SOURCE DATA:
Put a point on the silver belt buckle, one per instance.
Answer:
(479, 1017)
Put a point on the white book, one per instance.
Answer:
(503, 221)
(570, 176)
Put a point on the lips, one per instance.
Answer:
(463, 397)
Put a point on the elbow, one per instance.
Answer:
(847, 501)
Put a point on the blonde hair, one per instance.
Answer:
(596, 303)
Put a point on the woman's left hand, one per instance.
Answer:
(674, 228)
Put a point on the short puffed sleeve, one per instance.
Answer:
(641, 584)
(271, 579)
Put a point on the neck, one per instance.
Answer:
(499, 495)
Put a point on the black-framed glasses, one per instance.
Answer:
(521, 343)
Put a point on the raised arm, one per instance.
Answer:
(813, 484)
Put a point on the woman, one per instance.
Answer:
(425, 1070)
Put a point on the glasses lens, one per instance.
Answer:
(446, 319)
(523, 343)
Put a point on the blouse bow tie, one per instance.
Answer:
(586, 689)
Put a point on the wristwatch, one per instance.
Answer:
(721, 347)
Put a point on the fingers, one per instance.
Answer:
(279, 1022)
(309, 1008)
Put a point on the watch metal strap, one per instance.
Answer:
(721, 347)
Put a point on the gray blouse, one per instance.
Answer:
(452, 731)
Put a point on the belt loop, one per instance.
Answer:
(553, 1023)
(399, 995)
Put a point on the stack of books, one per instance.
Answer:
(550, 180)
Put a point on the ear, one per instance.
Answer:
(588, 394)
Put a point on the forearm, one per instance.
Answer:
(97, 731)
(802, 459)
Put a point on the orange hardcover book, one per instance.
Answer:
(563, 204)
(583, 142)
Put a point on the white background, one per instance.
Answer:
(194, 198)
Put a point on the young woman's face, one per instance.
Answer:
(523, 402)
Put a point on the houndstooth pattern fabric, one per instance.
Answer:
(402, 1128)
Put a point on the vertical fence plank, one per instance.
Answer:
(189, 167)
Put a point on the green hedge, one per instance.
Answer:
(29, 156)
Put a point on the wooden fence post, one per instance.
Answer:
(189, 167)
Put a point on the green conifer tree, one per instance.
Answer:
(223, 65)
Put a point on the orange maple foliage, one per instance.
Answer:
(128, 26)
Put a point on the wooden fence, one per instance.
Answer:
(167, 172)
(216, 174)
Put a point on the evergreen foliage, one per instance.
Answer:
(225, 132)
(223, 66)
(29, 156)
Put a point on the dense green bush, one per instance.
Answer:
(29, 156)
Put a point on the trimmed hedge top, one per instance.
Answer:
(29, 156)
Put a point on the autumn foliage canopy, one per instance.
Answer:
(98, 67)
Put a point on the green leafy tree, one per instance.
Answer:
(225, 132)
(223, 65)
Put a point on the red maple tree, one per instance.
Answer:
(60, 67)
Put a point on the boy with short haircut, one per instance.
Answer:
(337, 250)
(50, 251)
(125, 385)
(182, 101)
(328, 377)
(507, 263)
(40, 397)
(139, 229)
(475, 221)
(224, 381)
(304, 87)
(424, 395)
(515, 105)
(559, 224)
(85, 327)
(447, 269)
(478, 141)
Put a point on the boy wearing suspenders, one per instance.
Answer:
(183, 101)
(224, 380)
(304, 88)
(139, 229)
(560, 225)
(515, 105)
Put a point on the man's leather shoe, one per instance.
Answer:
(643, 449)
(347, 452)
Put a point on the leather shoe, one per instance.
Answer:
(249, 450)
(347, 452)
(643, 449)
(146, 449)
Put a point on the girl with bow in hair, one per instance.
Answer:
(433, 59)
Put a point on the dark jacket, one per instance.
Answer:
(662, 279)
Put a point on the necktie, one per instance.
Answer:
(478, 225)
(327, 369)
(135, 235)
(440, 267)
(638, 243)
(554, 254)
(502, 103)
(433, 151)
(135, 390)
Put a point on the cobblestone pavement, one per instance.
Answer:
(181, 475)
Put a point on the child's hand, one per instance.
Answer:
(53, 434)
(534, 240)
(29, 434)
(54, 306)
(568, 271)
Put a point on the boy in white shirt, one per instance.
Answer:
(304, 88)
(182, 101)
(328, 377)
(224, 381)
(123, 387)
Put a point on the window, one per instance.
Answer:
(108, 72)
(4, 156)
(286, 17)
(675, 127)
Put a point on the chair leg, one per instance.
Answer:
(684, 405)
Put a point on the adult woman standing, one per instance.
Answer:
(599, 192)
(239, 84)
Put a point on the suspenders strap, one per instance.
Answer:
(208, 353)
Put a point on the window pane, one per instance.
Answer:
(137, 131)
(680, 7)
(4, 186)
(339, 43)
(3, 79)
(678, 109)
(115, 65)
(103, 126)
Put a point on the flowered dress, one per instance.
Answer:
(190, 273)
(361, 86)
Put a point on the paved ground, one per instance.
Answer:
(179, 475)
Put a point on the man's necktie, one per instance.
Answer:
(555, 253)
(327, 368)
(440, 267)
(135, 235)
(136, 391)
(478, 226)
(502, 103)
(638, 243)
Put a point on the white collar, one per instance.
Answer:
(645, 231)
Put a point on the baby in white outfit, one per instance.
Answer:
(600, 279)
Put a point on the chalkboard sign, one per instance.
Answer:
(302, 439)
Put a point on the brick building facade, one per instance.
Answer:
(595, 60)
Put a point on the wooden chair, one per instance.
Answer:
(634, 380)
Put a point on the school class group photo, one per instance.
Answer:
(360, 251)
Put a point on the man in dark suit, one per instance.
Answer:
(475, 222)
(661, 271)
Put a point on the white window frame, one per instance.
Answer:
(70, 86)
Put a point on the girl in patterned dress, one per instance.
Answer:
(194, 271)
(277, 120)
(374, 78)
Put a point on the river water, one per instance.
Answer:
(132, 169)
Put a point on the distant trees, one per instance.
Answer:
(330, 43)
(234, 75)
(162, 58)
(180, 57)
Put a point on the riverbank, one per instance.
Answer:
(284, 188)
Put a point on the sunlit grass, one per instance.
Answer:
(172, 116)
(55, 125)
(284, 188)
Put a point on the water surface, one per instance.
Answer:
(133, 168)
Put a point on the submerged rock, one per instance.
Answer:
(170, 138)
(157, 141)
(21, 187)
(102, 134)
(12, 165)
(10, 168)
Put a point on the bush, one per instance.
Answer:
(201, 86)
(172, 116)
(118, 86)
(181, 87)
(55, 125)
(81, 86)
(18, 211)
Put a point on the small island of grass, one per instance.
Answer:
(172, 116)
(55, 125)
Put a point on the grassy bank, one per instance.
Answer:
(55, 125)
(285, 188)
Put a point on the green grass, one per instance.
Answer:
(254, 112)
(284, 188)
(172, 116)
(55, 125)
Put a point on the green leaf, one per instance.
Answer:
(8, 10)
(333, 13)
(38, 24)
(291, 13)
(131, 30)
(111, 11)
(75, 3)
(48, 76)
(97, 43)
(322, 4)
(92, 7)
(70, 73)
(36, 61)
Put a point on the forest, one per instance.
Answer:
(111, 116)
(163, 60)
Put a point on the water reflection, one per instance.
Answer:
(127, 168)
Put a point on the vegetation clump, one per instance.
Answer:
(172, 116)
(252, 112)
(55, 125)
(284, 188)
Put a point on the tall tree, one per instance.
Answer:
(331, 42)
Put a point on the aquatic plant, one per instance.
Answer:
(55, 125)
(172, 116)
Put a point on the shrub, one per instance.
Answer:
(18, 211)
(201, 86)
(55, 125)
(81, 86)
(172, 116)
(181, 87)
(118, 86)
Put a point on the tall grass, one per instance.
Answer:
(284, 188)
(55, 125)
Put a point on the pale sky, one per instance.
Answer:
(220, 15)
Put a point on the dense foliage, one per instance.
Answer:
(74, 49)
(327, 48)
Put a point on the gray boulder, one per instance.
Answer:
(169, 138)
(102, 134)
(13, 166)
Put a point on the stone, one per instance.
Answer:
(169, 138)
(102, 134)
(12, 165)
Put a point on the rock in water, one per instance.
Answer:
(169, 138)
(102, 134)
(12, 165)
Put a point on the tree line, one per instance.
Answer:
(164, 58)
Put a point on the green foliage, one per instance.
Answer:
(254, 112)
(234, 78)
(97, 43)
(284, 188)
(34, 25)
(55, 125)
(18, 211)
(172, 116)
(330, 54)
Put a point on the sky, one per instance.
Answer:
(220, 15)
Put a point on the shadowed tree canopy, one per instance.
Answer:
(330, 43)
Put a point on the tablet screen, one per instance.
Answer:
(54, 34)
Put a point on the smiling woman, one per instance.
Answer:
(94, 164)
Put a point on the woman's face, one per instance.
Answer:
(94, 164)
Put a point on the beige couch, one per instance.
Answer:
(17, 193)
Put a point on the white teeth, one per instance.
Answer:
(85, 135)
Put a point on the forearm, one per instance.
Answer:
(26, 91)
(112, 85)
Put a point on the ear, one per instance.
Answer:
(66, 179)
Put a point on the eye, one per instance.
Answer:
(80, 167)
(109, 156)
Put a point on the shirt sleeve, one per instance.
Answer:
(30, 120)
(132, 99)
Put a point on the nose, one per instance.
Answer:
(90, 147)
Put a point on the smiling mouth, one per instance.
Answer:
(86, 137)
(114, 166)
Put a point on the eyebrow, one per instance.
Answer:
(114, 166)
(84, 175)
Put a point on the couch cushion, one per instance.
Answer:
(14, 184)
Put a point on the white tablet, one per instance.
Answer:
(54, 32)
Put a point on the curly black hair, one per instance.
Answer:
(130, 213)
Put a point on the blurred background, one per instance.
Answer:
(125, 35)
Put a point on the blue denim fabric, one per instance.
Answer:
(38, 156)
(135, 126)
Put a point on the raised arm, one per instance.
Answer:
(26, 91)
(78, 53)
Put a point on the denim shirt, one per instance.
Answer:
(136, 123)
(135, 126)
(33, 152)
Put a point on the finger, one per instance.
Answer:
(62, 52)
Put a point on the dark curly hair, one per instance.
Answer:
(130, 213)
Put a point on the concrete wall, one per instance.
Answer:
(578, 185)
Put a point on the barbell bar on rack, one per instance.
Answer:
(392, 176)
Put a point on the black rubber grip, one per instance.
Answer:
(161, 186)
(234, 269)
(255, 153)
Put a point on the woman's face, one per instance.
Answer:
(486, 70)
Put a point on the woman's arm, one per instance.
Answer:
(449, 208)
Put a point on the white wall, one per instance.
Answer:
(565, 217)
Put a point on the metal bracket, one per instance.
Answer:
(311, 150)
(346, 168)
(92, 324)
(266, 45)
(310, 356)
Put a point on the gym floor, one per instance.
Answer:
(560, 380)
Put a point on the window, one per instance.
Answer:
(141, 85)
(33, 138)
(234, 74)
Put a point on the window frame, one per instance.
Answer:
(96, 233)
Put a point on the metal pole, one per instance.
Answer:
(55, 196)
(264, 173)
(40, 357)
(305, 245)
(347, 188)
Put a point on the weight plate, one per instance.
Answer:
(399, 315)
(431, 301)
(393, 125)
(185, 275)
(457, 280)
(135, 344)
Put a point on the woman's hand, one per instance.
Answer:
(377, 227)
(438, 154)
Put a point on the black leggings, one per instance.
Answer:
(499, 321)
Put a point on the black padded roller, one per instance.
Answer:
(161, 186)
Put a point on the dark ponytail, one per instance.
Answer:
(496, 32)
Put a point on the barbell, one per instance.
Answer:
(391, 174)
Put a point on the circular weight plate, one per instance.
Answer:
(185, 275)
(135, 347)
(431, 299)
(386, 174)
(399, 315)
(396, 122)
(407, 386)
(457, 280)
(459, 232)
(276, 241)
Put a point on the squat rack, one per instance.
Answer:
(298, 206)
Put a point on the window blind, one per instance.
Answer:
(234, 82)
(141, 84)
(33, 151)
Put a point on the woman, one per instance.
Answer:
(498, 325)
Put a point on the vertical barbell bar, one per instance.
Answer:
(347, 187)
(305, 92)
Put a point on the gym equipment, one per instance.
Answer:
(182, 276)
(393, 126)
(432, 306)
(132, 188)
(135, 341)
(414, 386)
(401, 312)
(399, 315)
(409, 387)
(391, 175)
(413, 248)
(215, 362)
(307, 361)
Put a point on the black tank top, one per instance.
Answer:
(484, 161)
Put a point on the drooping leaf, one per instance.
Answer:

WHAT YOU ARE ASKED TO DO:
Each line in the listing above that contains "woman" should be copied.

EXERCISE RESPONSE:
Put a point on the woman's left hand, one per instance.
Put a point on the woman, one per instance.
Put a point on the young woman's face, one per instance.
Put a point on the adult woman standing, one per instance.
Put a point on the smiling woman, one per instance.
Put a point on the woman's face, one per instance.
Put a point on the woman's face, one per instance.
Put a point on the woman's arm, one per instance.
Put a point on the woman's hand, one per instance.
Put a point on the woman, one per instance.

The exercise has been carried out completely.